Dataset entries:
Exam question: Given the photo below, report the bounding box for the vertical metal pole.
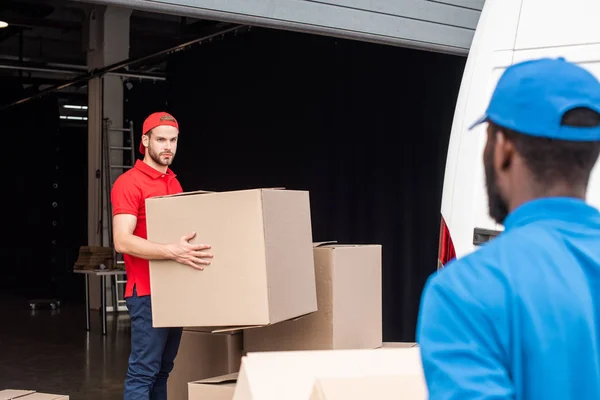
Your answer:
[101,275,107,335]
[85,274,91,331]
[102,118,112,249]
[88,76,103,247]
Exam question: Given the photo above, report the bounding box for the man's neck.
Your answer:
[143,156,168,174]
[509,181,587,213]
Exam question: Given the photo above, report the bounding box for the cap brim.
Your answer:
[468,114,488,130]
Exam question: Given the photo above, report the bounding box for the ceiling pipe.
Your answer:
[0,23,246,110]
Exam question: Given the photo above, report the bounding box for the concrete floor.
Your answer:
[0,293,131,400]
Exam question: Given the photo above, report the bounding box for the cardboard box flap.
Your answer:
[147,189,214,200]
[312,241,338,247]
[187,325,275,334]
[184,323,309,334]
[382,342,419,348]
[147,187,289,201]
[195,372,239,385]
[0,390,36,400]
[209,325,261,334]
[312,242,381,250]
[208,311,314,333]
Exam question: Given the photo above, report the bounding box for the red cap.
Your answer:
[140,112,179,154]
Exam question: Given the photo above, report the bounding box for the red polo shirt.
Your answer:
[111,160,183,298]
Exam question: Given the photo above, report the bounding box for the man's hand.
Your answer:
[168,232,213,270]
[113,215,213,269]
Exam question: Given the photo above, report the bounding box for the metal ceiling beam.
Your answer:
[2,16,81,31]
[0,23,246,110]
[0,59,166,80]
[0,76,67,85]
[0,61,79,75]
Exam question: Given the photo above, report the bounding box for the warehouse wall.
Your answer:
[124,28,466,341]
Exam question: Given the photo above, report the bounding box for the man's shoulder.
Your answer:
[428,228,538,294]
[171,174,182,185]
[111,169,143,194]
[453,224,548,264]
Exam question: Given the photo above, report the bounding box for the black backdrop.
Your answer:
[125,27,466,341]
[0,84,88,304]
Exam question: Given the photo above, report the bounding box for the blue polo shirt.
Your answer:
[417,197,600,399]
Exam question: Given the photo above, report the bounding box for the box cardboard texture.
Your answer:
[243,244,382,351]
[167,330,242,400]
[145,188,317,329]
[188,373,238,400]
[309,374,427,400]
[232,347,426,400]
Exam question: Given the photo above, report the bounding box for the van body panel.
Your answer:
[515,0,600,50]
[441,0,600,259]
[441,0,522,258]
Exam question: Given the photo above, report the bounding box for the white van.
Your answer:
[438,0,600,267]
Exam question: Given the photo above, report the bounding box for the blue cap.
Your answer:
[469,57,600,141]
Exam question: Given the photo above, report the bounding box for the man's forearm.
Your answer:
[114,233,174,261]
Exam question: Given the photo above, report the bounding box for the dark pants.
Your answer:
[124,287,183,400]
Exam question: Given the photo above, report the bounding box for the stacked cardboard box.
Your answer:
[73,246,114,270]
[242,242,383,352]
[145,188,424,400]
[167,330,243,400]
[188,373,237,400]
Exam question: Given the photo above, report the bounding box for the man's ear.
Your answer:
[494,130,515,172]
[142,134,149,148]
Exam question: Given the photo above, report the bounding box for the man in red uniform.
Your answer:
[111,112,213,400]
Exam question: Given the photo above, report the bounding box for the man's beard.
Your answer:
[148,145,174,166]
[484,146,509,225]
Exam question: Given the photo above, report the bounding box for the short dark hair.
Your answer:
[490,107,600,185]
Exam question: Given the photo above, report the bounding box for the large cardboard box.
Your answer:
[146,188,318,329]
[309,374,426,400]
[188,373,238,400]
[0,390,69,400]
[243,244,382,351]
[168,330,243,400]
[232,347,425,400]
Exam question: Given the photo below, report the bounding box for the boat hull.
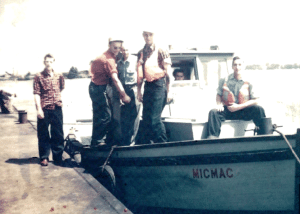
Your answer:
[81,134,300,213]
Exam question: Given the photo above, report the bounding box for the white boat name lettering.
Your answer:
[192,168,233,179]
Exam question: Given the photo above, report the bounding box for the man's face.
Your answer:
[232,59,244,75]
[175,72,185,80]
[122,48,130,60]
[109,42,123,56]
[143,32,154,46]
[44,57,55,71]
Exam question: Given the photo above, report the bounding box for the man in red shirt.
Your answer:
[89,38,131,147]
[33,54,65,166]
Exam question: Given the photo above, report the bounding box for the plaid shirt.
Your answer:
[33,70,65,110]
[137,44,172,82]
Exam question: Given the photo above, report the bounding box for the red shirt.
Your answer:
[90,50,118,85]
[33,70,65,110]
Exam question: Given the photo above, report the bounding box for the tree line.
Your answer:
[246,63,300,70]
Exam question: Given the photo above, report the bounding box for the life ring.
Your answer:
[93,165,117,195]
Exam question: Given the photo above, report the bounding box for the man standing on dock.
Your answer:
[110,45,141,146]
[206,56,266,138]
[33,54,65,166]
[89,38,131,147]
[137,29,172,144]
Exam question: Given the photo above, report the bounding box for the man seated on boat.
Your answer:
[206,56,266,139]
[173,69,186,80]
[0,89,16,114]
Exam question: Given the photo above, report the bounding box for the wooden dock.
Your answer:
[0,110,131,214]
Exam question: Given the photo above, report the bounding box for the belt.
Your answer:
[124,84,137,89]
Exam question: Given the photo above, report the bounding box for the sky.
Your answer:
[0,0,300,75]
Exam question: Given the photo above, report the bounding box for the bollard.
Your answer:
[258,117,273,135]
[18,110,28,124]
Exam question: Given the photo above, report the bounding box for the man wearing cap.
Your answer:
[110,46,141,146]
[89,38,131,147]
[206,56,266,138]
[137,30,172,144]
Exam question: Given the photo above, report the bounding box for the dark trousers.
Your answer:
[142,78,167,143]
[89,81,112,145]
[110,85,141,146]
[121,86,141,146]
[207,105,266,137]
[37,106,64,161]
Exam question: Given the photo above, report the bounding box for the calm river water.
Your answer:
[1,69,300,132]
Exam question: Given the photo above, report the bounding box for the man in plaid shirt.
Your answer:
[33,54,65,166]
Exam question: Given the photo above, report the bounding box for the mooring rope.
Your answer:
[101,145,117,173]
[274,129,300,165]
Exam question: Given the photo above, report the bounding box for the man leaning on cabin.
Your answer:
[206,56,266,139]
[33,54,65,166]
[137,29,172,144]
[89,37,131,147]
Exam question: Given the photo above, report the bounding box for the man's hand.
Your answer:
[166,92,174,104]
[137,91,143,102]
[227,103,241,112]
[121,94,131,104]
[215,104,224,112]
[37,109,44,119]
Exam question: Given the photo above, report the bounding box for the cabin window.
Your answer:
[171,56,197,81]
[162,55,232,121]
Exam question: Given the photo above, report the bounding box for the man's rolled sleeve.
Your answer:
[106,58,118,77]
[33,75,41,95]
[158,48,172,66]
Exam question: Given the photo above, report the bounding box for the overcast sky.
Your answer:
[0,0,299,74]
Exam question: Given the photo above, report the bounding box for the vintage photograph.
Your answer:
[0,0,299,213]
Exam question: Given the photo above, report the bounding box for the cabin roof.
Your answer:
[169,50,234,57]
[132,50,234,57]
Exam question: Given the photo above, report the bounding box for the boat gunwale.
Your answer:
[85,134,297,152]
[107,149,295,166]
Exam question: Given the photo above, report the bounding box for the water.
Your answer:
[0,78,93,123]
[1,69,300,130]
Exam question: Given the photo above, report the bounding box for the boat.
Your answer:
[64,49,300,213]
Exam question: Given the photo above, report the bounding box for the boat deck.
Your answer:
[0,111,131,214]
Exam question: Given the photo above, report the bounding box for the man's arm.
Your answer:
[215,94,224,112]
[111,73,131,103]
[136,51,144,102]
[164,63,173,103]
[227,99,259,112]
[227,83,259,112]
[34,94,44,119]
[164,63,172,92]
[33,75,44,119]
[137,79,144,103]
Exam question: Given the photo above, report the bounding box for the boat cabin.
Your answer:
[154,50,256,141]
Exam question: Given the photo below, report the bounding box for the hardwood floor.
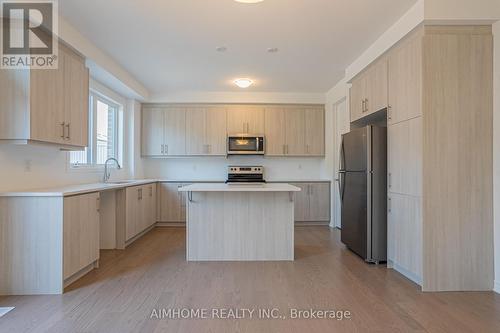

[ACTION ITEM] With the pictures set aside, copy each line above as written.

[OUTPUT BELOW]
Exam question: Given the photo below, report the bounding box for the vertical metal pole.
Your answer:
[101,275,107,335]
[85,274,91,331]
[102,118,112,249]
[88,76,103,247]
Exam question: Given the photo above, report the bounding box for the man's neck.
Your answer:
[143,156,168,174]
[509,181,587,213]
Exam question: Given the photo above, report the bounding box for the cap brim.
Your answer:
[468,114,488,130]
Exam question: Given the photo above, report the bounding box for the ceiling pipe.
Your answer:
[0,23,246,110]
Exam question: Given the photo above, report the bounding box for the concrete floor.
Your answer:
[0,293,131,400]
Exam question: Given the photo above, report the bounding box for the cardboard box flap.
Your answer:
[147,189,214,200]
[312,241,338,247]
[187,325,275,334]
[184,323,309,334]
[382,342,419,348]
[147,187,289,201]
[195,372,239,385]
[0,390,36,400]
[209,325,261,334]
[312,242,381,250]
[208,311,314,333]
Exam question: Given the photo above, report the bounding box for the red cap.
Your answer:
[140,112,179,154]
Exam question: Given the photo above, report the bounding box for the red polo shirt.
Your answer:
[111,160,183,298]
Exam question: Given the photo above, report the bounding box for the man's hand.
Your answer:
[168,232,213,270]
[113,215,213,269]
Exam question: Given the photo above, report the bounding box for the metal ceiling beam.
Your answer:
[2,16,81,31]
[0,23,246,110]
[0,59,166,80]
[0,76,67,85]
[0,61,79,75]
Exam question: Given the photo above, report the bounding box for the warehouse wall.
Your answer:
[124,28,466,341]
Exam question: Given the photo above, report the bounding box for the man's shoulder.
Your answer:
[428,228,538,294]
[171,174,182,185]
[111,169,143,194]
[453,224,548,264]
Exam question: Given the photo above, report the bounding box for the black backdrop.
Your answer:
[125,27,466,341]
[0,84,88,304]
Exam question: Given the photo above, report the bounding box for the blue polo shirt.
Your answer:
[417,197,600,399]
Exam question: Given the photo above, report the bounding box for the box cardboard texture.
Your answer:
[243,244,382,351]
[167,330,242,400]
[145,188,317,329]
[188,373,238,400]
[309,374,427,400]
[232,347,426,400]
Exam question: Given the photo above, report the bounding box for the van body panel.
Your answer:
[515,0,600,50]
[441,0,600,259]
[441,0,522,258]
Exam question: Given the photo above, report the bounding box for the white van.
Your answer:
[438,0,600,267]
Exam question: Given the photo above, report the bounding box for the blue cap.
Your answer:
[469,57,600,141]
Exam question: Given the photo above, report the bounding box for the man's forearm.
Your answer:
[114,233,174,261]
Exam question: Given the photo above, report the bounding box for the dark pants.
Your answer:
[124,287,183,400]
Exam question: Given the photo above, report the bounding box for the stacked cardboard box.
Your answer:
[73,246,114,270]
[242,242,383,352]
[145,188,424,400]
[167,330,243,400]
[188,373,237,400]
Exam question: Given the photo above, report the bounding box for the man's ear.
Your answer:
[494,130,515,172]
[142,134,149,148]
Exam question: Given the photo above, report the bounding box for the man in red uniform.
Your answer:
[111,112,213,400]
Exam question: Given the photo above, report the bounding box for the man's beard.
Your answer:
[148,145,174,166]
[484,146,509,225]
Exam question: Given the photo above, report the bounding box for the short dark hair.
Your answer:
[490,107,600,185]
Exam question: Given the photo above, report the bounding box for the large cardboard box.
Your answer:
[146,188,318,329]
[309,374,426,400]
[188,373,238,400]
[0,390,69,400]
[243,244,382,351]
[168,330,243,400]
[232,347,425,400]
Exam question: Given the photo below, report the bounding box for the boat hull.
Your answer:
[81,134,300,213]
Exam question: Given the photo above, report the bounding box for the white boat name lettering.
Your answer:
[192,168,233,179]
Exam question: Given the photo above, report the bounding box for the man's face.
Your answer:
[232,59,244,75]
[175,72,185,80]
[122,48,130,60]
[109,42,123,56]
[143,32,154,46]
[44,57,55,71]
Exam question: Given the photo above, report the bounding box for the man in red shirt.
Your answer:
[89,38,131,147]
[33,54,65,166]
Exam question: Given the photo above, report the bounding box for the plaid shirt.
Your answer:
[33,70,65,110]
[137,44,172,82]
Exam question: Given the photo above, report the bounding box for the red shirt.
Your answer:
[90,50,118,85]
[33,70,65,110]
Exam question: Given the photo above, report the bounding box for the tree line.
Your answer:
[246,63,300,70]
Exam question: Given the photo above, report the bounding box for the life ring.
Your answer:
[93,165,117,195]
Exam question: Given the photo above, report the bounding box for the man standing on dock.
Your answer:
[110,45,141,146]
[206,56,266,138]
[33,54,65,166]
[89,38,131,147]
[137,29,172,144]
Exam question: Given the photo above, report the bounding box for the man seated on boat.
Your answer:
[206,56,266,139]
[173,69,186,80]
[0,89,16,114]
Exam question: Given the photo above, report the bounding box for the wooden dock.
Your answer:
[0,110,131,214]
Exam question: Given the photo above, report the bounding box for the belt.
Your answer:
[124,84,137,89]
Exam question: Given the photo above, report the bounding box for the sky.
Your answer:
[0,0,300,75]
Exam question: Given the photo above, report the bounding box for the bollard.
Your answer:
[258,117,273,135]
[18,110,28,124]
Exam question: Given the photo above, report the bounding box for the man wearing cap.
Your answer:
[110,46,141,146]
[89,38,131,147]
[206,56,266,138]
[137,30,172,144]
Exam question: Given the photo above, report the bounding box for the dark trousers.
Your answer:
[142,78,167,143]
[89,81,112,145]
[110,85,141,146]
[121,86,141,146]
[207,105,266,137]
[37,106,64,161]
Exam question: Given the photo above, report the bounding box for the calm river water.
Your answer:
[1,69,300,132]
Exam question: Given the photo above, report the bounding box for the man in plaid shirt.
Your answer:
[33,54,65,166]
Exam question: Given the photo above, report the bounding box for the mooring rope.
Your answer:
[101,145,117,173]
[274,129,300,165]
Exam question: Given the photo above, report the bounding box for the man leaning on cabin.
Your answer:
[206,56,266,139]
[33,54,65,166]
[137,29,172,144]
[89,37,131,147]
Exam question: Given the photo above, report the bounding box for the man's hand.
Your answer:
[166,92,174,104]
[137,91,143,102]
[227,103,241,112]
[121,94,131,104]
[215,104,224,112]
[37,109,44,119]
Exam question: Given the photo above, report the bounding box for the cabin window.
Your answer:
[171,56,197,81]
[162,55,232,121]
Exam question: Given the photo above, report the bounding box for the man's rolled sleeve.
Your answer:
[106,58,118,77]
[33,75,41,95]
[158,48,172,66]
Exam question: Given the photo above, report the bounding box for the overcast sky.
Your answer:
[0,0,299,74]
Exam question: Given the photo above, report the bounding box for the vintage photograph.
Your answer:
[0,0,299,213]
Exam question: Given the photo above, report the bounding box for the cabin roof.
Your answer:
[169,50,234,57]
[132,50,234,57]
Exam question: Given the photo above, report the bounding box for the boat gunwale.
Your answer:
[85,134,297,152]
[107,149,295,166]
Exam question: Given the photo above, report the bounding box for the water.
Your answer:
[0,78,93,123]
[1,69,300,130]
Exam question: Given the photo above, report the bounding box for the boat.
Your answer:
[64,49,300,213]
Exam question: Given the photo above, report the bounding box for the boat deck.
Your answer:
[0,111,131,214]
Exam question: Given the photo above, report the bounding box for the man's arm.
Your answer:
[215,94,224,112]
[111,73,131,103]
[136,51,144,102]
[164,63,173,103]
[227,99,259,112]
[227,83,259,112]
[34,94,44,119]
[164,63,172,92]
[33,75,44,119]
[137,79,144,103]
Exam question: Given the photo above, report the bounding box for the boat cabin.
Your answer:
[154,50,256,141]
Exam question: Given the photo below, report the bounding box for the hardwood floor.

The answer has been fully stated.